- TASK PROMPT:
Below are some records. Set down exactly the line holding "# query below names the subject" and every later line through the end, omitting the pictures.

- INFORMATION SHOWN:
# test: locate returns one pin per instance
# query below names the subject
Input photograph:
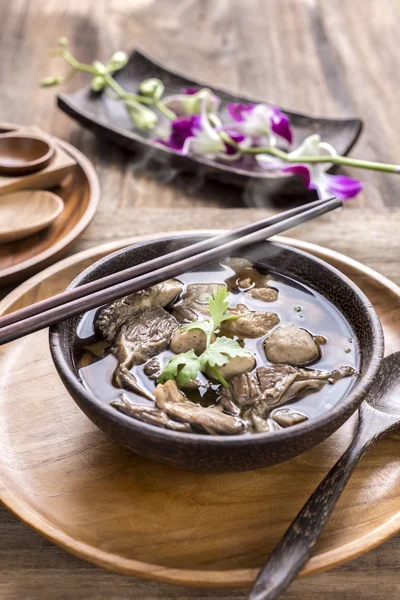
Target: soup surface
(312, 325)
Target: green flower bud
(51, 80)
(142, 116)
(117, 61)
(63, 42)
(100, 68)
(154, 88)
(98, 83)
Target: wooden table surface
(331, 58)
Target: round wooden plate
(80, 193)
(65, 478)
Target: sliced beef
(112, 317)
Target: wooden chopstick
(92, 295)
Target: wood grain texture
(324, 58)
(79, 193)
(338, 59)
(25, 213)
(22, 154)
(74, 484)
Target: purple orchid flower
(314, 175)
(196, 135)
(188, 102)
(260, 120)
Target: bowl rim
(345, 406)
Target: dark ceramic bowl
(234, 453)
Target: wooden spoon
(25, 213)
(22, 153)
(379, 416)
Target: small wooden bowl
(25, 213)
(198, 452)
(22, 153)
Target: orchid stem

- WRITTEN SOLUTION:
# query below names the subject
Input photograph:
Target: soup surface
(312, 325)
Target: green flower bud
(51, 80)
(142, 116)
(117, 61)
(63, 42)
(100, 68)
(154, 88)
(98, 83)
Target: wooden table surface
(331, 58)
Target: round wooden plate
(80, 193)
(65, 478)
Target: sliced beef
(112, 317)
Target: wooden chopstick
(92, 295)
Target: wood grain texture
(324, 58)
(79, 193)
(338, 59)
(25, 213)
(22, 154)
(74, 484)
Target: purple orchid flower
(314, 175)
(196, 135)
(188, 102)
(260, 120)
Target: bowl rim
(345, 406)
Target: dark ceramic bowl
(234, 453)
Target: wooden spoon
(25, 213)
(22, 153)
(379, 416)
Target: small wooden bowl
(25, 213)
(198, 452)
(22, 153)
Target: orchid stem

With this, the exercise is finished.